> **The task**
Write out the material below exactly, with no line missing.

> **Record excerpts**

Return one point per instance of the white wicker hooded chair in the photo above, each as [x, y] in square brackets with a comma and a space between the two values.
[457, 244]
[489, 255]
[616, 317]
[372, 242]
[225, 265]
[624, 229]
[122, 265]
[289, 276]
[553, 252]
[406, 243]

> **Exercise response**
Return one point per instance of the white wicker hooded chair in the photo above, each as [x, y] in square brackets with a comma and a space between the two values.
[457, 244]
[489, 255]
[616, 317]
[372, 242]
[225, 265]
[624, 229]
[122, 265]
[289, 276]
[553, 252]
[406, 243]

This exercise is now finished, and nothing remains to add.